**GIVEN PASSAGE:**
───
# flash drive not being recognized



## sansircar (Feb 20, 2008)

I have a 6GB flash drive from WD company. My computer(Win XP) has stopped recognizing it and thus no drive is allocated for it in windows explorer. when i plug-in the flash drive, i do see in the righ-bottom corner, as small message showing "Found USB hardware" and "hardware recognized" and also and icon popping in the tray with tooltip - "safe removal of hardware" - but no drive comes up in the windows explorer. i also opened DiskManagement under Computer management to see if my machine recognized it - but dont find any entry for it there. I tried the same on a couple of other machines with same result.
The number behind my flash drive says - WD60W028(if that would be of any help).


----------



## Prezzy (Feb 23, 2009)

Hi sansircar, 

Have you tried going into the device manager and remove all items related to USB such as Root Hub and USB controller, do this by right clicking each item and choosing uninstall ?? 

Once you have done that restart your pc & let windows find the usb items again, then try your usb flash drive. It should now install correctly & you should be able to use it again. 

Incidentally when in device manager if you see anything with a yellow exclamation mark then remove that as well !!! It might be the usb flash drive after it had failed install & as such wont be redetected when plugged in !!! 

If you right click on my computer, then go to properties & then to the hardware tab, you will see device manager here !!

Hope this helps,

Cheers


----------



## sansircar (Feb 20, 2008)

i tried uninstalling my usb drivers and landed losing my kb's and mouse's functionality as both of them work via the usb port. anyway after getting the kb and the mouse back, i opened the Device Manager and scrolled down to Universal Serial Bus Controllers. it was then that i plugged in my flash drive. in the list of USB drivers under Universal Serial Bus Controllers a new driver got added by the name USB Mass Storage Device. Similarly within Device manager --> Disk Drives --> an entry got added by the name WDC WD60 WP-32LPV0 USB Device.
right clicked on it - tried the properties - but the drive did not get adde to Windows Explorer.


----------



## shahedjoy (Jan 19, 2008)

try 2 format ur C: drive & install new os th attach ur drive evrythng works f9.


----------



## blackdronza (Mar 30, 2009)

Uhm did you try plugging it in your back panel USB ports?


----------
───
**DATA FOR THIS TASK:**

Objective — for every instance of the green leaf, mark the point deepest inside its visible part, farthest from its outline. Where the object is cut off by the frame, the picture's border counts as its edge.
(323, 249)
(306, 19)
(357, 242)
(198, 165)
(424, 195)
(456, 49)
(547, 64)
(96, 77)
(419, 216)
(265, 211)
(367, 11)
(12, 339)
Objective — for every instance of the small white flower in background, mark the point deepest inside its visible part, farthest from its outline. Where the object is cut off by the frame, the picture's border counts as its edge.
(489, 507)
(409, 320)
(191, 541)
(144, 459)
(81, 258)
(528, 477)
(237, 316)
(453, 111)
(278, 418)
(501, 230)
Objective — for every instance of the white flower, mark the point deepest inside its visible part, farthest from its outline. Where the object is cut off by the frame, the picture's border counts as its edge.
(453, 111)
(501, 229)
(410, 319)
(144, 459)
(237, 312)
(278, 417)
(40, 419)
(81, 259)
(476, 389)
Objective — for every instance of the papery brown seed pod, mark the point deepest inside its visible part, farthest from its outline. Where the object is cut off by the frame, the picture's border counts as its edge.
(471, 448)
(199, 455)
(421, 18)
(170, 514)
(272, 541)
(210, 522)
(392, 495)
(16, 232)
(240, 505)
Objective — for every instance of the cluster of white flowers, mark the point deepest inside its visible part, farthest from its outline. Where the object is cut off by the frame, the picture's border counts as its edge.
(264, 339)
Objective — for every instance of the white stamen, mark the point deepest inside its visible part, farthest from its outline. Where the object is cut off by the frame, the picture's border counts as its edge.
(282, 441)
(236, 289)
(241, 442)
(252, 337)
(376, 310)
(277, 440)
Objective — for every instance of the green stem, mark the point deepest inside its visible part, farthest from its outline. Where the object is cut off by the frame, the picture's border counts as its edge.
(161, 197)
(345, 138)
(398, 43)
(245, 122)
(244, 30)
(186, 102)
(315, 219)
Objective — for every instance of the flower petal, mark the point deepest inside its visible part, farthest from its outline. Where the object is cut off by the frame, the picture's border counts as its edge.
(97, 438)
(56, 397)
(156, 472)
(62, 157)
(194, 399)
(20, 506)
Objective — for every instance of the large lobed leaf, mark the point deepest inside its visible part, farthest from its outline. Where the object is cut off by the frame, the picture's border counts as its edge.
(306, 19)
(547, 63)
───
**ACTIONS TO TAKE:**
• a. Name each distinct username that appears as a poster in the forum thread on the unrecognized flash drive, listing each only once.
• b. Gather every line of the listing that contains the word "green".
The forum thread and the listing have no connection to each other.

**THE SOLUTIONS:**
• a. sansircar, Prezzy, shahedjoy, blackdronza

• b.
Objective — for every instance of the green leaf, mark the point deepest inside its visible part, farthest from its outline. Where the object is cut off by the frame, the picture's border counts as its edge.
Objective — for every instance of the green stem, mark the point deepest inside its visible part, farthest from its outline. Where the object is cut off by the frame, the picture's border counts as its edge.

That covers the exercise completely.